> _Supplied data_:
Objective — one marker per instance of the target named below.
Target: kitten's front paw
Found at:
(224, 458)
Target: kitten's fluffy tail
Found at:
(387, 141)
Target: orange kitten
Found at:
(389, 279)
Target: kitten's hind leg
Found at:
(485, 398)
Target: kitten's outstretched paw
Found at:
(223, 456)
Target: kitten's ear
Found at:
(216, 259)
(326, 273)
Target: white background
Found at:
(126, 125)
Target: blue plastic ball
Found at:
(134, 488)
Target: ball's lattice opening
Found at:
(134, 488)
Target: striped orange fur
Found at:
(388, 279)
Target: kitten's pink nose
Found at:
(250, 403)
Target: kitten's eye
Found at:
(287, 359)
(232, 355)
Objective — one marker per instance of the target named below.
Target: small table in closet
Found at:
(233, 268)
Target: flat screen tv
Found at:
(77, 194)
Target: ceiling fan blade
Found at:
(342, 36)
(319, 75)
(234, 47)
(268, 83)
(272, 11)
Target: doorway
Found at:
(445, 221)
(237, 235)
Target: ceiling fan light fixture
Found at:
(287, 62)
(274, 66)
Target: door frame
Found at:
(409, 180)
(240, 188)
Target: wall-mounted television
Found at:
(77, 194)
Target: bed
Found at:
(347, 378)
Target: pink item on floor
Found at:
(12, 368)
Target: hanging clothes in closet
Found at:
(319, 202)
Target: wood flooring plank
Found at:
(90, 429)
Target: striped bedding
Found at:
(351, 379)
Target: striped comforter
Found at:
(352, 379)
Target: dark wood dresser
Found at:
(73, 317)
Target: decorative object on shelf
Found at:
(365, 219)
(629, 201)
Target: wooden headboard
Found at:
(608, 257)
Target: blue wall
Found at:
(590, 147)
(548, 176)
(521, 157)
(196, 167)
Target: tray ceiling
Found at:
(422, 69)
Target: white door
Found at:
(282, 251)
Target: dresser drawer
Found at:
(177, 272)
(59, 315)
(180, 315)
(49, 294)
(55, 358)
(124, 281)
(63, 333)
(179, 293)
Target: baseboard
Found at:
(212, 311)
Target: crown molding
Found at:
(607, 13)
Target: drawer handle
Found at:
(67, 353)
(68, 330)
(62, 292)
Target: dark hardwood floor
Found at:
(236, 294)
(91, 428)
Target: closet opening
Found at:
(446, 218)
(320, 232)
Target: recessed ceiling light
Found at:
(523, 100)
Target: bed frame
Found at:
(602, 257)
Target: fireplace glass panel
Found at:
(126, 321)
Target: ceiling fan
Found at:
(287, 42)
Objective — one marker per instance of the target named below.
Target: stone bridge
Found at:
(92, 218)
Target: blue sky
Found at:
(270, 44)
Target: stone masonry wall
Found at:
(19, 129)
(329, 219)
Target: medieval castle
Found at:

> _Work order_: Your task is to gather all lines from the entries above that hold the word "striped".

> _Output for this exercise_:
Target: striped orange fur
Target: striped bedding
Target: striped comforter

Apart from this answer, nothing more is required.